• **Text segment**
In the regression analysis, \(X\) (e.g: carapace width) is considered the explanatory variable and the classification of maturity \(CS\) (juveniles: 0, adults: 1) is considered the response variable (binomial). The variables are fitted to a logit function with the form:

\[P_{CS} = \frac{1}{1+e^{-(\hat{\beta}_{0} + \hat{\beta}_{1}*X)}}\]

where \(P_{CS}\) is the probability of an individual of being mature at a determinate \(X\) length. \(\hat{\beta}_{0}\) (intercept) and \(\hat{\beta}_{1}\) (slope) are parameters estimated. The \(L_{50}\) is calculated as:

\[L_{50} = -\frac{\hat{\beta}_{0}}{\hat{\beta}_{1}}\]

The `morph_mature`

function requires an object of class “classify” with the X, Y (allometric variables) and classification of maturity (juveniles = 0, adults = 1).

• **Given task**
Edit the maturity regression text, starting with "In the regression" and going on through "adults = 1).", so that "explanatory variable" becomes "predictor variable".

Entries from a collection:
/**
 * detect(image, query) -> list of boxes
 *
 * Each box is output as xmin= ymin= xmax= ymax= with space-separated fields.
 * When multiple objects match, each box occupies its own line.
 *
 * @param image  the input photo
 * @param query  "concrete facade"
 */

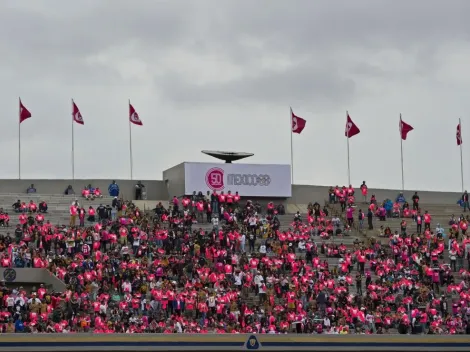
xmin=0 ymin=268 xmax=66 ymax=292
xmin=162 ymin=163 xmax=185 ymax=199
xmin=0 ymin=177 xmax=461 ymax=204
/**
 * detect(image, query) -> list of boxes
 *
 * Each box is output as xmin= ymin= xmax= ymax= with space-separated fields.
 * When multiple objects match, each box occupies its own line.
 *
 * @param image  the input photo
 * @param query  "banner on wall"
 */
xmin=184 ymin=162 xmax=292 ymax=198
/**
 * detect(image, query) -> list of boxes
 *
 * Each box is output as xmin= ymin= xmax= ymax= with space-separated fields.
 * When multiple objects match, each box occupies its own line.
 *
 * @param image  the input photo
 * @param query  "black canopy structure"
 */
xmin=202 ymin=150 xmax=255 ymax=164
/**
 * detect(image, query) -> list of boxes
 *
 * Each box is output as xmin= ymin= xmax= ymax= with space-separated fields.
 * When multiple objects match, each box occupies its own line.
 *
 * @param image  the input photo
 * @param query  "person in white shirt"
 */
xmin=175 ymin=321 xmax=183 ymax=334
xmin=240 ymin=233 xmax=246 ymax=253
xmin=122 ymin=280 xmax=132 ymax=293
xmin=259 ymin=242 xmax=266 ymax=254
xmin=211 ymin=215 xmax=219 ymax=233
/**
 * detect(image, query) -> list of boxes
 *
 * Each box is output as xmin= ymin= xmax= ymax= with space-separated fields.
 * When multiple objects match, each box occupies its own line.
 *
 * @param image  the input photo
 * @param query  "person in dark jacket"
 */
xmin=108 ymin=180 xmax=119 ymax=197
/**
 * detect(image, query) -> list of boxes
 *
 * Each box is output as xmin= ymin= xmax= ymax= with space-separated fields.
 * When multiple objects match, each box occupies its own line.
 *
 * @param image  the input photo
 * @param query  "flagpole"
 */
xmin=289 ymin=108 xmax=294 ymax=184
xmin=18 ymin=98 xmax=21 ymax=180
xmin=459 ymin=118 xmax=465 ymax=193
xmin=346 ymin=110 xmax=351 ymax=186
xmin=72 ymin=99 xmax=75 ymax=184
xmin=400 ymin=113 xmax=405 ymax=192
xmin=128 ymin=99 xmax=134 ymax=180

--

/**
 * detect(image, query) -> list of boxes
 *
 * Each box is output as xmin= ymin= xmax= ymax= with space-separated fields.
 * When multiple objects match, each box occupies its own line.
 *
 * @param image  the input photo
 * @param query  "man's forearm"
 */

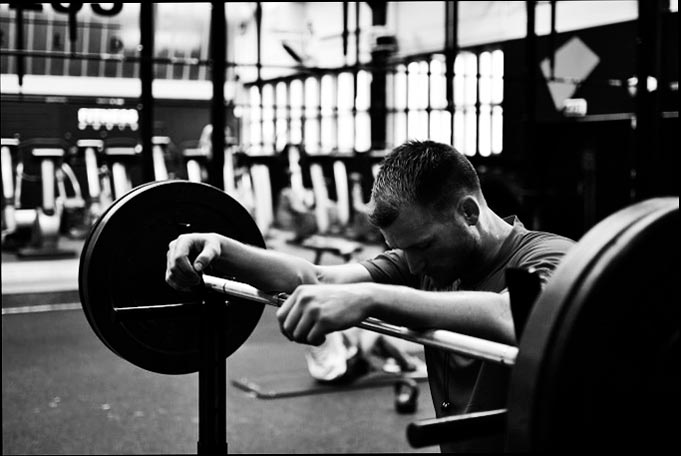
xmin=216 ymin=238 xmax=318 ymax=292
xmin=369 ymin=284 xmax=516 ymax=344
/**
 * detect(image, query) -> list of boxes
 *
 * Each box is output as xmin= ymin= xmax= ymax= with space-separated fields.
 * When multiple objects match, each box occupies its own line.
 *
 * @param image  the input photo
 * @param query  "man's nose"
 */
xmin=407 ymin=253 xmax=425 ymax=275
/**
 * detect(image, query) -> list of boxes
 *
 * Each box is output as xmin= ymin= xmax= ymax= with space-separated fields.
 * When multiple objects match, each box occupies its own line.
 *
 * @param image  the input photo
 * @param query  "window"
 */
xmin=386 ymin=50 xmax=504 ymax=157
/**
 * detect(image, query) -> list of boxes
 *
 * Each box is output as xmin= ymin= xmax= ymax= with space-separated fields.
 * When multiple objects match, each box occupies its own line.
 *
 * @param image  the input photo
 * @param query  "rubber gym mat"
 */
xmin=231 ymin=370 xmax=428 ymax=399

--

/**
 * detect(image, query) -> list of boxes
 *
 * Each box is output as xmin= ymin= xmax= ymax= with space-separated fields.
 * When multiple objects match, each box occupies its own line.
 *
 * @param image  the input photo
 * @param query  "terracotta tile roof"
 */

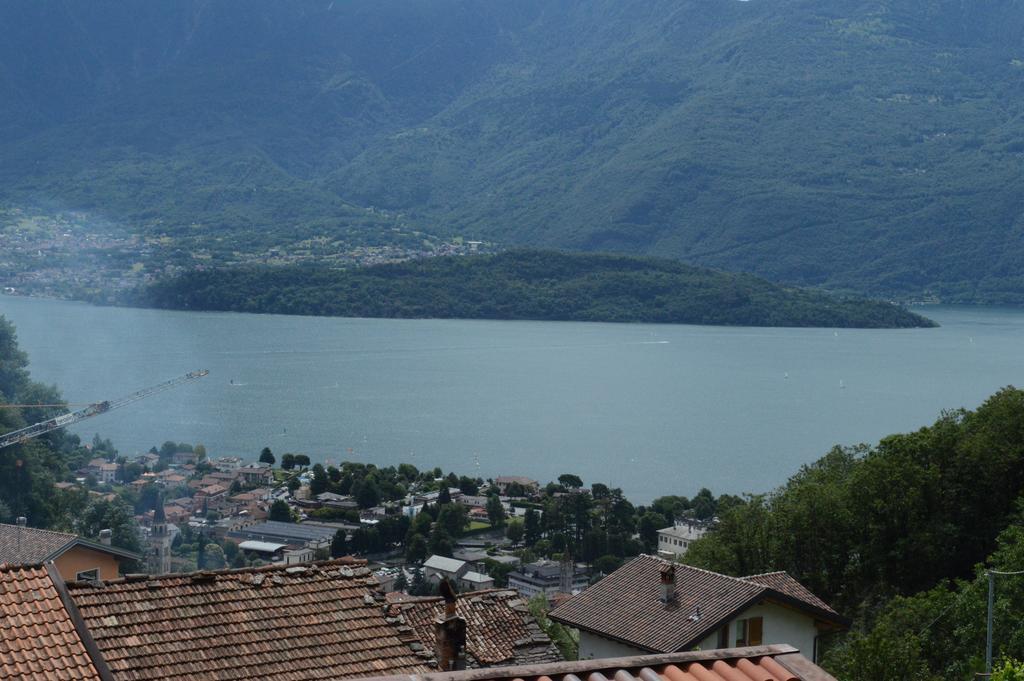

• **Output**
In the regression analysis, \(X\) (e.g: carapace width) is considered the predictor variable and the classification of maturity \(CS\) (juveniles: 0, adults: 1) is considered the response variable (binomial). The variables are fitted to a logit function with the form:

\[P_{CS} = \frac{1}{1+e^{-(\hat{\beta}_{0} + \hat{\beta}_{1}*X)}}\]

where \(P_{CS}\) is the probability of an individual of being mature at a determinate \(X\) length. \(\hat{\beta}_{0}\) (intercept) and \(\hat{\beta}_{1}\) (slope) are parameters estimated. The \(L_{50}\) is calculated as:

\[L_{50} = -\frac{\hat{\beta}_{0}}{\hat{\beta}_{1}}\]

The `morph_mature`

function requires an object of class “classify” with the X, Y (allometric variables) and classification of maturity (juveniles = 0, adults = 1).